▶ GIVEN EXERCISE: List every line in the data below that contains the word "speckled".

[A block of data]
---------------
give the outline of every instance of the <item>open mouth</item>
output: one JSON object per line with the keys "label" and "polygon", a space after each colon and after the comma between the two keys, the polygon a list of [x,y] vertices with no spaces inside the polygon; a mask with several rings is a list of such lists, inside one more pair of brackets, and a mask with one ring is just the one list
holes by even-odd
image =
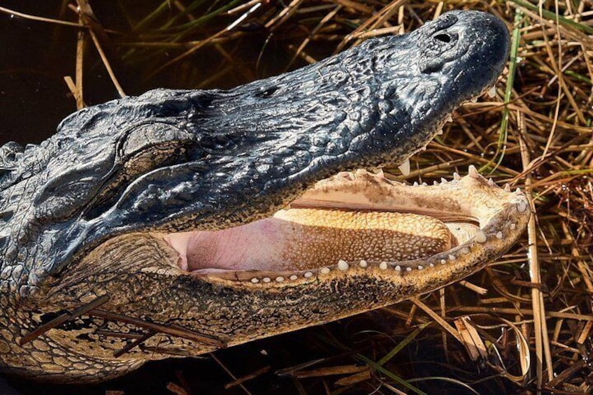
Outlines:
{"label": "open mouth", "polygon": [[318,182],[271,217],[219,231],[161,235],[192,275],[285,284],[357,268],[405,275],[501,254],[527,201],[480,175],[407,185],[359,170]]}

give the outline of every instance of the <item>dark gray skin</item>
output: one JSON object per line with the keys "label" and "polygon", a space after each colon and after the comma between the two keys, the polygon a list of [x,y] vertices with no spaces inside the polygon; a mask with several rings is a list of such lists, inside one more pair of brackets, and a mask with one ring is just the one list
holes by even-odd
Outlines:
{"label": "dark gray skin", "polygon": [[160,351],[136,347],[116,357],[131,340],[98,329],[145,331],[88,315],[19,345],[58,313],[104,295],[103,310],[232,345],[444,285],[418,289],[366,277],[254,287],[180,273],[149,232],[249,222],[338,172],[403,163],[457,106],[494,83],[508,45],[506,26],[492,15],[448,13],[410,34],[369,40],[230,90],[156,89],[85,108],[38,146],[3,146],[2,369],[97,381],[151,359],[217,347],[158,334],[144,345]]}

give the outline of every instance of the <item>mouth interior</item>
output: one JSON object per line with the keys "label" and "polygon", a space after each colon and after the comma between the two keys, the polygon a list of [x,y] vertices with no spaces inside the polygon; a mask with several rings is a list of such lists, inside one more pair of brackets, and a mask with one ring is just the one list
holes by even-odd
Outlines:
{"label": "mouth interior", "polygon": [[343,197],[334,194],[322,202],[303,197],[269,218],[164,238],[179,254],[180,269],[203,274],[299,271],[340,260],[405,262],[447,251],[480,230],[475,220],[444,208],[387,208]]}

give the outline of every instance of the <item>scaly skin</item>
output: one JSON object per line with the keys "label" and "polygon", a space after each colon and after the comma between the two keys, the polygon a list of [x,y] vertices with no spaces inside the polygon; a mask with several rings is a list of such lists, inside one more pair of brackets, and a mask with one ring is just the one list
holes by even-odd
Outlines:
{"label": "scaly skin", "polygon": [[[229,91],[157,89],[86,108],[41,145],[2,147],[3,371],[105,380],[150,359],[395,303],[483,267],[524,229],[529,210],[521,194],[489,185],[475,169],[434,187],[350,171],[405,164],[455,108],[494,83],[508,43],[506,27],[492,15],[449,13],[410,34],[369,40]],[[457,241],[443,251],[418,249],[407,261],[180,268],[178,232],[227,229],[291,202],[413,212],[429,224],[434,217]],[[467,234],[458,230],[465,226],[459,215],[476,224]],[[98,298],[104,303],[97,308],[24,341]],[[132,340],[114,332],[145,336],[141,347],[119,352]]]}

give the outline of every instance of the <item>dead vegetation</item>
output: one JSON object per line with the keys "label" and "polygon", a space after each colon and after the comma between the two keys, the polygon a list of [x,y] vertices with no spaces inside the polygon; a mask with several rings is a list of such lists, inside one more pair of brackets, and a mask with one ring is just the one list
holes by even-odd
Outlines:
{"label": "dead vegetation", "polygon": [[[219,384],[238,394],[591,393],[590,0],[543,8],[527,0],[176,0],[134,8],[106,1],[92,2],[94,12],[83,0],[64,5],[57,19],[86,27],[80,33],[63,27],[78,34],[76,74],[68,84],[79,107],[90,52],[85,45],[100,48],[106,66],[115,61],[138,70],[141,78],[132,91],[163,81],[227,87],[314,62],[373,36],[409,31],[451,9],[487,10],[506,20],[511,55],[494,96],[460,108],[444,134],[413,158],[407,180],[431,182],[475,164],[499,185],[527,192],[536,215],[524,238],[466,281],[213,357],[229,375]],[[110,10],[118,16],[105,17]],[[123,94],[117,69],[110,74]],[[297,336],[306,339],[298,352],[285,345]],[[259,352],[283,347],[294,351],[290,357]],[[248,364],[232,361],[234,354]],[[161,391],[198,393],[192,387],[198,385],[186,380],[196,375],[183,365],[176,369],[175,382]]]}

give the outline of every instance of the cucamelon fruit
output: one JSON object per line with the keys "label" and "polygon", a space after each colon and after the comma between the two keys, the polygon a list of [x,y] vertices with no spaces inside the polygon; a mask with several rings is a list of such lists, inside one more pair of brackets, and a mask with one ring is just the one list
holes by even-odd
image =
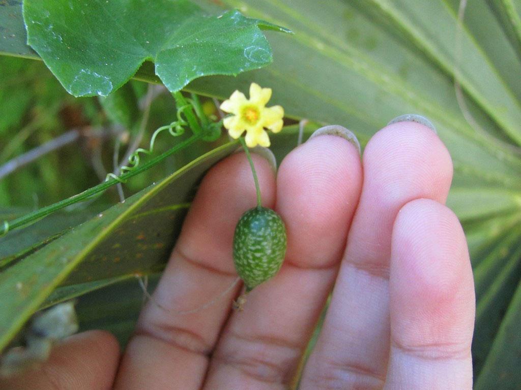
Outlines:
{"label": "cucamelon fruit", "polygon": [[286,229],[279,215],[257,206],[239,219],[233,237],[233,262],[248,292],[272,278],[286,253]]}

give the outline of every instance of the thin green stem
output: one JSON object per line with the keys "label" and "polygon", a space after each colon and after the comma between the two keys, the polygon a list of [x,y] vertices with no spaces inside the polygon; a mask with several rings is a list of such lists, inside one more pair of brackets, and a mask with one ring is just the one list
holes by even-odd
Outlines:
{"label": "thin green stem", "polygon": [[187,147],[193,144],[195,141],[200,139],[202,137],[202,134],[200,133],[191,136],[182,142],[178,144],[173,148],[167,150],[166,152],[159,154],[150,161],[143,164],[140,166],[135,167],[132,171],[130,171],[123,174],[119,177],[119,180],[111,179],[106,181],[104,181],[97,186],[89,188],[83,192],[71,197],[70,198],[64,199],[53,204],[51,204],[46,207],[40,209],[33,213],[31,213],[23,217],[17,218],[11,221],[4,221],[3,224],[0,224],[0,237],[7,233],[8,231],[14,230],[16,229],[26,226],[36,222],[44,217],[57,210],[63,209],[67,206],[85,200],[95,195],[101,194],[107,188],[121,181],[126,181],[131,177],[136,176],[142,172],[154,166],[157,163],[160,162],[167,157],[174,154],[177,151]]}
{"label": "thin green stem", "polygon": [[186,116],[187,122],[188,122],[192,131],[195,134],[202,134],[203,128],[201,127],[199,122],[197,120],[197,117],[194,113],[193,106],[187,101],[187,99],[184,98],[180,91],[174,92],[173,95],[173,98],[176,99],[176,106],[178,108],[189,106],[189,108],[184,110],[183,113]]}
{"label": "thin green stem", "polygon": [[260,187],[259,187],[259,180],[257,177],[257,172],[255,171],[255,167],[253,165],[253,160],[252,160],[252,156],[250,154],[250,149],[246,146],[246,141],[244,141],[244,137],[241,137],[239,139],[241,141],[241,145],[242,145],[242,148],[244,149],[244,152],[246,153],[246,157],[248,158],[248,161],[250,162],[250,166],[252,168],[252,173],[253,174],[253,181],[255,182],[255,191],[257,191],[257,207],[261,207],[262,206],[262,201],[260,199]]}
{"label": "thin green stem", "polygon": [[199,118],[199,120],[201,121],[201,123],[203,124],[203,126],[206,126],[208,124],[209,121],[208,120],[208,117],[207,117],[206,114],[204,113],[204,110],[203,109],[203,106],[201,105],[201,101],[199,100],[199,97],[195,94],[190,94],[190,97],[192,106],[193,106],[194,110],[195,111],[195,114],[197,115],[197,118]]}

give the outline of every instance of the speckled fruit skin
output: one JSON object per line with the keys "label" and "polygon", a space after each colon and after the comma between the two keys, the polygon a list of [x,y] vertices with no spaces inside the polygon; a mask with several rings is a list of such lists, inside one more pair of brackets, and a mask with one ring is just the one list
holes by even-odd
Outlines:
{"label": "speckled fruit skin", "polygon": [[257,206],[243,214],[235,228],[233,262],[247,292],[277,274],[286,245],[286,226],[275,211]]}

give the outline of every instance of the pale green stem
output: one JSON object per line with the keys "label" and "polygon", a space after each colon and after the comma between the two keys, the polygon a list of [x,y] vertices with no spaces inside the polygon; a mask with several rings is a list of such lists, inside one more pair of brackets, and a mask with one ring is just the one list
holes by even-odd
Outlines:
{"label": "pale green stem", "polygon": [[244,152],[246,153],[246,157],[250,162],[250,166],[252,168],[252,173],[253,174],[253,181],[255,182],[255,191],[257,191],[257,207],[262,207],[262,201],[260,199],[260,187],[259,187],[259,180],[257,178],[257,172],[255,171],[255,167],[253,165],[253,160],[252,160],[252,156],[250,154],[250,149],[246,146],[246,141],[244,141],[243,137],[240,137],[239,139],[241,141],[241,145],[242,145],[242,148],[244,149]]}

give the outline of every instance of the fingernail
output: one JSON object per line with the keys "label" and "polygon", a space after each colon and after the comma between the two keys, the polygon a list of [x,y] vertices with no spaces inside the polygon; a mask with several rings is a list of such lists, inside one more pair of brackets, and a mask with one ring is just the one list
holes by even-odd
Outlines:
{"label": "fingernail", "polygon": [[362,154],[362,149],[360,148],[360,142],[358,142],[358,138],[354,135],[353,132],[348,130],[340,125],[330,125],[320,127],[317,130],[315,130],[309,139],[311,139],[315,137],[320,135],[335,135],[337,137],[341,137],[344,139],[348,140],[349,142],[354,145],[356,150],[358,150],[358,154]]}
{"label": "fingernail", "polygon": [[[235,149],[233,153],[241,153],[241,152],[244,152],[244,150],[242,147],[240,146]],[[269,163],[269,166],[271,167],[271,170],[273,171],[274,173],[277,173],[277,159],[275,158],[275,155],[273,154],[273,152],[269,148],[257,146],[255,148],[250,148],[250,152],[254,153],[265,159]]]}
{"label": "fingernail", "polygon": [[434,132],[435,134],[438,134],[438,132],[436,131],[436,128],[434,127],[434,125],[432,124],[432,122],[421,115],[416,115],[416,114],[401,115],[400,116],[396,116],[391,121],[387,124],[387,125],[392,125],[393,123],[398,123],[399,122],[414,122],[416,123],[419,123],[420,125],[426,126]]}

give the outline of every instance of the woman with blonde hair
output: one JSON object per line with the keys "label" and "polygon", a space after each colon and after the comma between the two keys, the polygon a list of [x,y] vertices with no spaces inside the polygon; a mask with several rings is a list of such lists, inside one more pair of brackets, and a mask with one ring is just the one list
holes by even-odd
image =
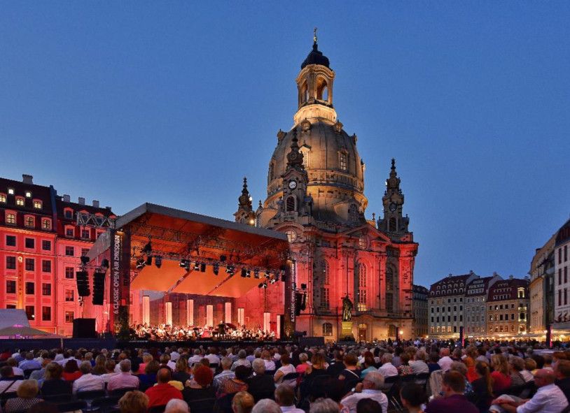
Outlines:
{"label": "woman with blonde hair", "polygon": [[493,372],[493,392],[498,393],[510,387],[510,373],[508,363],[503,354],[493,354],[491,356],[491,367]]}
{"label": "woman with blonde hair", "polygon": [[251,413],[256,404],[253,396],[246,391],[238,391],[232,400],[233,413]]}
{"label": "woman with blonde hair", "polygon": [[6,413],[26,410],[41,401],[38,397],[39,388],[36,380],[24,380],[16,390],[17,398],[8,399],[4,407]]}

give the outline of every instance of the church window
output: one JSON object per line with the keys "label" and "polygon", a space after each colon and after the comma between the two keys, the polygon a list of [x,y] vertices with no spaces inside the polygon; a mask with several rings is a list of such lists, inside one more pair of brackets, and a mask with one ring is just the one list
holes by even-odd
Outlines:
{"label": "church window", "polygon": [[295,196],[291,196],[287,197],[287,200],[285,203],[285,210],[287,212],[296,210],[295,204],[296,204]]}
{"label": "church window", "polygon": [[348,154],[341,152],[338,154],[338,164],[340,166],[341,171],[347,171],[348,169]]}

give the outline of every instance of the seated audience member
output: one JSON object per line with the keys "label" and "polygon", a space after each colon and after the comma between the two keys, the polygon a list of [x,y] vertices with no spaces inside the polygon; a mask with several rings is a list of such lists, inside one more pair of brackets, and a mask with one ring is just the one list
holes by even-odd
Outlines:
---------------
▶ THE REPLY:
give the outline of every instance of the speckled fruit skin
{"label": "speckled fruit skin", "polygon": [[257,206],[243,214],[235,228],[233,262],[247,292],[277,274],[286,245],[286,226],[275,211]]}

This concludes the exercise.